* begin *

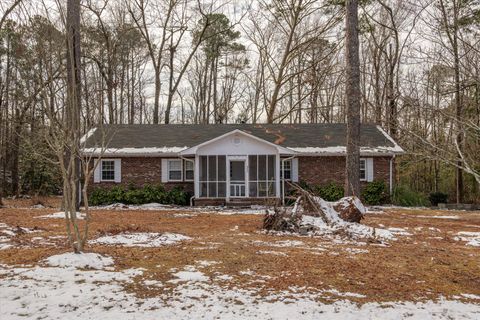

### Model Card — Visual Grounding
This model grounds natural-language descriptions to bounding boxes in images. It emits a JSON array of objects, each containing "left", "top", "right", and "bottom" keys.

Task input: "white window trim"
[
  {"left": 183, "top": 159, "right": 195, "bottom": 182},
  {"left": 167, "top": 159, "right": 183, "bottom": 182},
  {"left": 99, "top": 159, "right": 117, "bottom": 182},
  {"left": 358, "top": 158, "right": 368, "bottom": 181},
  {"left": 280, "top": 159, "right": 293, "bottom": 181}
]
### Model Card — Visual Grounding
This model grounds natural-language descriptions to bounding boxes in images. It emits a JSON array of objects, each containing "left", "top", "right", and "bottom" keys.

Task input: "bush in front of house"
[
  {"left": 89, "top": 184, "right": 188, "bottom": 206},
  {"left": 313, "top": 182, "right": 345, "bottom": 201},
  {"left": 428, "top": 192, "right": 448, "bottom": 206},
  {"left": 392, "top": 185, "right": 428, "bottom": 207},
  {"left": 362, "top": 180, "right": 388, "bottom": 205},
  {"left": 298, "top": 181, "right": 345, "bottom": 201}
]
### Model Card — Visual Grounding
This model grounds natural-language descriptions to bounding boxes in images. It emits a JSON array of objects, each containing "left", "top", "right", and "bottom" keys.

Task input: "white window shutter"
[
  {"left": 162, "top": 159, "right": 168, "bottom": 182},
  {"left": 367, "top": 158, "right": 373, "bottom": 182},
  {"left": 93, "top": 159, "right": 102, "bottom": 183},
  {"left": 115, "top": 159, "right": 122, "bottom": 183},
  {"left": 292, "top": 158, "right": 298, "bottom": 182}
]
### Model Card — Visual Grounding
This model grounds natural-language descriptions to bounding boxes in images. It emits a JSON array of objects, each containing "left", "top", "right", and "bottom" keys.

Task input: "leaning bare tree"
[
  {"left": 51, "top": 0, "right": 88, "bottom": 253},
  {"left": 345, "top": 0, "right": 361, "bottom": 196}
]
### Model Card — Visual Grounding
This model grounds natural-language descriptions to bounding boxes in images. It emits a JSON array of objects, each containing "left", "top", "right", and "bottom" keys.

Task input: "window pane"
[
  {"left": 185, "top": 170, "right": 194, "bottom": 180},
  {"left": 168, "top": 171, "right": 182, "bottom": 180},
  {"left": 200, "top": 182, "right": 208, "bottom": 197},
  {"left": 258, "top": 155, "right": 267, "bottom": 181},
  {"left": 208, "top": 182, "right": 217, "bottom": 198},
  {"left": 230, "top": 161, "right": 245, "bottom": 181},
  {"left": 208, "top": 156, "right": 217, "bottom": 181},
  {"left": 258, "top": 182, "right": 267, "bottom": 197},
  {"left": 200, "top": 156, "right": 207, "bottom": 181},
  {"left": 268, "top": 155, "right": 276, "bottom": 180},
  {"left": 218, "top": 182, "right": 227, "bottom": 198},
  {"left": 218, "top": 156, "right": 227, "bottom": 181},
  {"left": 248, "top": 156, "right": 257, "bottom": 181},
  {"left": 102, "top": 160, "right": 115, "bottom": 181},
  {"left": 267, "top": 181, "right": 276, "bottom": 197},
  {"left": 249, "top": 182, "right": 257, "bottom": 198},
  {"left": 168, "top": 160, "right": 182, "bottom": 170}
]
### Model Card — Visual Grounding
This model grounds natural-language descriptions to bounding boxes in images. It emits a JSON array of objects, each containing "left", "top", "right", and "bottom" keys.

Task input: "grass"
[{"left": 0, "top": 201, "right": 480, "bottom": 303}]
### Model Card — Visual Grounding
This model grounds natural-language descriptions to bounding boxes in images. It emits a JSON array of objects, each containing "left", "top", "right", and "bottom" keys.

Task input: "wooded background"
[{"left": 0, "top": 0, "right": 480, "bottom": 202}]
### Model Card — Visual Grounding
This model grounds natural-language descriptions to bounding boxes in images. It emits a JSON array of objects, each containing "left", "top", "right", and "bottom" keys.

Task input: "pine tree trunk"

* end *

STATED TASK: List each line in the records above that contains the word "window".

REPLY:
Task input: "white window trim"
Task input: "white window shutter"
Task input: "window pane"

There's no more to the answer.